- **DATA PROVIDED**:
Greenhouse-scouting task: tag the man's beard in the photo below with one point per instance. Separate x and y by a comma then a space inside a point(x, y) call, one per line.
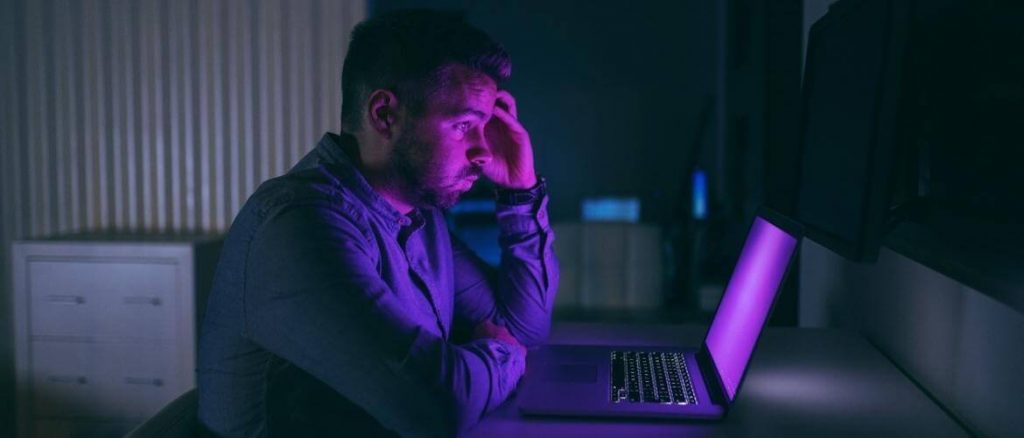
point(417, 177)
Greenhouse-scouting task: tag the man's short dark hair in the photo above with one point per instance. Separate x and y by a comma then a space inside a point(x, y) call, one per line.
point(407, 51)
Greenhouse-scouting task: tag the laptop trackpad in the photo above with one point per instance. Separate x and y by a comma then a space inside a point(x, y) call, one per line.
point(570, 373)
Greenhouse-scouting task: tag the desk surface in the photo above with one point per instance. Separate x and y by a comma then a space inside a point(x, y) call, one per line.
point(802, 382)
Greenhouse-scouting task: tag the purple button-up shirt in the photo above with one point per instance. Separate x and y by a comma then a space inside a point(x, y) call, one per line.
point(321, 273)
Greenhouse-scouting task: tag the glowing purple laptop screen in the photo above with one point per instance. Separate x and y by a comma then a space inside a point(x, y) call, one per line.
point(747, 301)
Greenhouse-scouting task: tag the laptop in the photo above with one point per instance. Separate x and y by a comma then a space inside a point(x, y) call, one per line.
point(665, 382)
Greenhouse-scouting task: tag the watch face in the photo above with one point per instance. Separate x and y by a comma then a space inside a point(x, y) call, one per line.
point(520, 198)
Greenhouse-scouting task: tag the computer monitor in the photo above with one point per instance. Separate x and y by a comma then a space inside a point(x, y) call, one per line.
point(849, 127)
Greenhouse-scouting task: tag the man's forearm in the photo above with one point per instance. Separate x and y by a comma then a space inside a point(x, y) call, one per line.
point(527, 278)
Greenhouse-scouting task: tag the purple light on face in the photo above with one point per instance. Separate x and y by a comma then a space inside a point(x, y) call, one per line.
point(747, 301)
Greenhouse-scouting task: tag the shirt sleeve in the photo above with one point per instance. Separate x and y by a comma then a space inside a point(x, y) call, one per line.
point(314, 298)
point(520, 294)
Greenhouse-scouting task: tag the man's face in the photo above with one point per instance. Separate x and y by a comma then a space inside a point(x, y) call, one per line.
point(439, 155)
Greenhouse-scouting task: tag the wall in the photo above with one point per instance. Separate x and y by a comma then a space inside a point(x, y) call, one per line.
point(963, 347)
point(155, 115)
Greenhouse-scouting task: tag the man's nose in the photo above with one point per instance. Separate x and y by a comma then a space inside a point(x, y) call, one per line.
point(479, 152)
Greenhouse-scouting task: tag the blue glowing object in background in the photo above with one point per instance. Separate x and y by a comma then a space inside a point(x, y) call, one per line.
point(699, 194)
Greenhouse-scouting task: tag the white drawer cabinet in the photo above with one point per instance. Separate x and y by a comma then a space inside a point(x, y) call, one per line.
point(105, 327)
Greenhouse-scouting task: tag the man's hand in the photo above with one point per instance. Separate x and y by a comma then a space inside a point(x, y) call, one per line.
point(512, 165)
point(488, 330)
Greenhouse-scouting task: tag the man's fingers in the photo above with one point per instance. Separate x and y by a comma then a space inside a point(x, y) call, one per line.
point(509, 101)
point(509, 120)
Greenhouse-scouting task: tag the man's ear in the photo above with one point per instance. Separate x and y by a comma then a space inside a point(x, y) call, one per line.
point(382, 113)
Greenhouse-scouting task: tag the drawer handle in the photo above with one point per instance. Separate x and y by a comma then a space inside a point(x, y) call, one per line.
point(144, 381)
point(66, 299)
point(81, 380)
point(156, 301)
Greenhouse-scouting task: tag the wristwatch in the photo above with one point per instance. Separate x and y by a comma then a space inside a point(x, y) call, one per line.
point(509, 196)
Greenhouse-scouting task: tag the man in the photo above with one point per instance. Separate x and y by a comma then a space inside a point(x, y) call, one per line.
point(340, 297)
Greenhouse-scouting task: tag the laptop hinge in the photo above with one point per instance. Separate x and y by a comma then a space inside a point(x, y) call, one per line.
point(711, 378)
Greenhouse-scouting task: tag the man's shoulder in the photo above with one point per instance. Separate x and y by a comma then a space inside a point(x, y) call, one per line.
point(317, 187)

- **EXERCISE OBJECTIVE**:
Can you render all the records above as a two-column CSV with the headers "prompt" and "points", one row per record holding its text and its answer, each in a single quoted field with line breaks replaced by spaces? Leave the pictures out.

- **OUTPUT**:
prompt,points
"Greenhouse-scouting task: tag the man's beard in the photo below with one point per instance. Separate x and y by a comma then a space inside a point(x, y) call, one per line.","point(417, 177)"
"Greenhouse-scouting task: tag the man's short dark hair in the photo above with one point per instance. Separate x and y by a comma then a space inside a point(x, y) call, one per line.","point(407, 51)"
"Greenhouse-scouting task: tag the laptop trackpad in the photo above with one point per instance. Separate x and y by a comma then a space inside a point(x, y) call, one per line.","point(570, 373)"
"Greenhouse-scouting task: tag the desk surface in the photo above with one point per instance. Separate x and y by a comma then a space inside a point(x, y) call, one per line.","point(802, 382)"
"Greenhouse-scouting task: tag the purple button-up shirt in the photo above with one point per instance. Separate x and y by a comma then a space inside a point(x, y) call, one per line.","point(321, 273)"
"Greenhouse-scouting task: tag the glowing purple laptop screen in the photo above with one point per instance. Separate x and y by a comma then a space inside a point(x, y) call, one per line.","point(747, 301)"
"Greenhouse-scouting task: tag the laptop in the photo above with one point per instance. Separate x and y by a comma then a space inside a point(x, y) call, one per line.","point(665, 382)"
"Greenhouse-scouting task: tag the watch face in the photo above with one point per instance. Separate x and y by a comma then a space inside a point(x, y) call, one per line.","point(520, 198)"
"Greenhouse-scouting task: tag the computer monitor in the photo above with one point per instance. Separate x and y by a comma then a space inside a point(x, y) call, one per line.","point(849, 127)"
"Greenhouse-scouting task: tag the man's forearm in the photo above with one point per instance. Separate x and y by a comma then a space inside a point(x, y) call, one per line.","point(527, 278)"
"Greenhouse-scouting task: tag the purple light on face in the photo above with one point per instance. Separate x and y by a comma then a space inside a point(x, y) call, one per line.","point(747, 301)"
"Greenhouse-scouting task: tag the shirt sleeve in the photo above with one point per instance. Separate x and y by a comma then a space inside a point(x, y) call, one per line.","point(314, 298) point(520, 294)"
"Greenhouse-scouting task: tag the man's face in the photo above with one point per instance. Separate x and y by a comma then a space inside a point(x, y) call, one per line.","point(439, 155)"
"Greenhouse-scouting task: tag the wall in the photo above with one point per instance. Separate x and y by a comma then a space inside a point(x, y) call, one per line.","point(963, 347) point(155, 115)"
"Greenhouse-scouting task: tag the man's nose in the photo above with one point per instance. Separate x and y by a comma then a space inside a point(x, y) call, one per line.","point(479, 152)"
"Greenhouse-scouting task: tag the blue glowing object in background in the photo above with one point per instance. Separate x and y by a comma then a space inside a point(x, y) call, one per line.","point(699, 194)"
"Greenhouse-scouting task: tag the white drawer cabinet in the photo above with one point per instance. Separate x and y by a comma then a space inside a point(x, y) call, one per line.","point(105, 327)"
"Greenhouse-scouting task: tag the man's hand in the photo above with one point per instance. Separate x and y by a comma then a space inside a point(x, y) call, one per line.","point(512, 165) point(488, 330)"
"Greenhouse-scouting task: tag the man's fingers in the photo above with one point per instance. Separate x and y by a comma then a space inside a point(x, y) call, one per line.","point(509, 101) point(509, 120)"
"Greenhouse-scouting task: tag the man's ear in the photo above with one point per instance. Separate x and y by a comma then a space inside a point(x, y) call, one per line.","point(382, 113)"
"Greenhouse-scouting task: tag the drawer handle in the photo above with one point per instance. Separate x and y by a comma then a space inside a point(x, y) call, one per line.","point(144, 381) point(66, 299) point(81, 380) point(156, 301)"
"Greenhouse-scouting task: tag the wristwatch in the photo above with one point per instance. Separate x and y by a comma then a space inside a point(x, y) call, one per line.","point(509, 196)"
"Greenhouse-scouting task: tag the man in the photo above with one point per instance. Separate x and y by a comma then a space inside a point(x, y) call, one per line.","point(340, 297)"
"Greenhouse-scouting task: tag the laptop hinge in the photo above with one point per instance. Separate x and y by a comma then a space inside a point(x, y) call, one per line.","point(711, 378)"
"Greenhouse-scouting task: tag the man's shoulder in the photo above with one point per instance. Separate x and y by a comma then a space inside a point(x, y) call, one per line.","point(317, 187)"